Task requirements >> Convert all of the records below into a single numbered list with one line per item, and leave out any blank lines.

Records supplied >>
******************************
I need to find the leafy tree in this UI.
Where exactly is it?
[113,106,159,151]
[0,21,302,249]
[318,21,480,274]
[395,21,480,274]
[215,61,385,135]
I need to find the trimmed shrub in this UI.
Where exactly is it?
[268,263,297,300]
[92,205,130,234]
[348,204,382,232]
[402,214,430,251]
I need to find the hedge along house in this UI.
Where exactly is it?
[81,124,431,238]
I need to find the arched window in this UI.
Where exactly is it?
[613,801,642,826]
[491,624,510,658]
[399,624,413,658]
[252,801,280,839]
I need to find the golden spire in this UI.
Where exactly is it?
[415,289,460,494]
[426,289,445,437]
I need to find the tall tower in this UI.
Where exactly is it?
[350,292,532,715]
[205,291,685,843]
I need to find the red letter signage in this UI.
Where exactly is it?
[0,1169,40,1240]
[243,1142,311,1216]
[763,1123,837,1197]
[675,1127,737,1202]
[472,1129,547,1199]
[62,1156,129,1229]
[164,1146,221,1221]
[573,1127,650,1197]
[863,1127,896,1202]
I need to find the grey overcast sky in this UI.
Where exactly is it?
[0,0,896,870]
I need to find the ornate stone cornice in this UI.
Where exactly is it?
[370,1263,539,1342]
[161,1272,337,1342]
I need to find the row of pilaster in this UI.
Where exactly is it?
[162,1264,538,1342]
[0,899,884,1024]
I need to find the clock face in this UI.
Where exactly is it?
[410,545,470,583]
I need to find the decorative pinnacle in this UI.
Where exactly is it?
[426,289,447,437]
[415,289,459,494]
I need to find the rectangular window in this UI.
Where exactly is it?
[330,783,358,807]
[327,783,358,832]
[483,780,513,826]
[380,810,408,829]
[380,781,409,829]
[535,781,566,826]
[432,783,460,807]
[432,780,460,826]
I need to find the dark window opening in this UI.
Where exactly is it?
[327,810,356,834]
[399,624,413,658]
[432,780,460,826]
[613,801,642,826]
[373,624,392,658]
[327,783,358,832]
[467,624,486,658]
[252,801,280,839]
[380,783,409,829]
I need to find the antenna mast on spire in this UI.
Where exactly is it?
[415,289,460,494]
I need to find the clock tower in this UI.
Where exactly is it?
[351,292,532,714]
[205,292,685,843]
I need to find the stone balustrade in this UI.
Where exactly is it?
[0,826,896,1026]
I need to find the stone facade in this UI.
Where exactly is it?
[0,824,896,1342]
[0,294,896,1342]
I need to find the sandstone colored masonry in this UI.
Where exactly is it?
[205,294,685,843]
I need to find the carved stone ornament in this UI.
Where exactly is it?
******************************
Final result >>
1. I need to find the leafy tree in this UI.
2. Where exactly is it?
3. [113,106,159,151]
4. [0,21,302,249]
5. [318,21,480,274]
6. [395,21,480,274]
7. [215,61,385,135]
8. I need to find the trimmed shrub in this UI.
9. Where exactly is it?
10. [268,263,297,300]
11. [92,205,130,234]
12. [348,204,382,232]
13. [402,214,430,251]
14. I need to find the hedge along house in this UI.
15. Where exactly is it?
16. [81,124,431,238]
17. I need to find the arched window in this UI.
18. Where exactly is it?
19. [613,801,642,826]
20. [491,624,510,658]
21. [399,624,413,658]
22. [252,801,280,839]
23. I need to find the golden spire in this UI.
24. Where exactly is it?
25. [415,289,460,494]
26. [426,289,445,437]
27. I need to find the tall tower in this UI.
28. Where exactly is it?
29. [350,292,532,715]
30. [205,291,685,843]
31. I need to find the red letter signage in this UI.
32. Where exactly is it?
33. [0,1169,40,1240]
34. [243,1142,311,1216]
35. [763,1123,837,1197]
36. [675,1127,737,1202]
37. [472,1129,547,1199]
38. [62,1156,129,1229]
39. [164,1146,221,1221]
40. [573,1127,650,1197]
41. [863,1127,896,1202]
42. I need to find the grey overcast sky in this UI.
43. Where exactly is it?
44. [0,0,896,870]
45. I need to find the ornate stone cornice in this UI.
46. Where exactly is it?
47. [370,1263,539,1342]
48. [161,1272,337,1342]
49. I need to find the row of pilaster in this UI.
50. Where exactly is it?
51. [162,1264,538,1342]
52. [0,899,884,1024]
53. I need to find the clock face in this UI.
54. Where exactly is it?
55. [410,545,470,583]
56. I need to find the decorative pinnacle in this UI.
57. Where exactly is it?
58. [426,289,447,437]
59. [415,289,459,494]
60. I need to find the rectangular window in this UI.
61. Where exactly is it?
62. [330,783,358,807]
63. [327,783,358,832]
64. [483,780,513,826]
65. [380,810,408,829]
66. [380,781,409,829]
67. [535,781,566,826]
68. [432,783,460,807]
69. [432,780,460,826]
70. I need to find the dark window opening in this UI.
71. Where exactly is it?
72. [327,810,356,834]
73. [399,624,413,658]
74. [432,780,460,826]
75. [613,801,642,826]
76. [373,624,392,658]
77. [327,783,358,832]
78. [467,624,486,658]
79. [252,801,280,839]
80. [380,783,409,829]
81. I need to find the antenna mast on spire in this UI.
82. Where exactly is it?
83. [415,289,460,494]
84. I need to find the clock tower in this UI.
85. Where exactly is it?
86. [351,292,532,714]
87. [205,292,685,843]
88. I need to find the stone balustrade in this UI.
89. Where exactly is it?
90. [0,826,896,1026]
91. I need to find the stone facade in this UI.
92. Where exactly is it?
93. [0,824,896,1342]
94. [0,294,896,1342]
95. I need to find the sandstone colored masonry in this UI.
96. Where exactly is it?
97. [205,294,685,843]
98. I need to find the carved stone ornament in this UI.
99. Where exactly is it?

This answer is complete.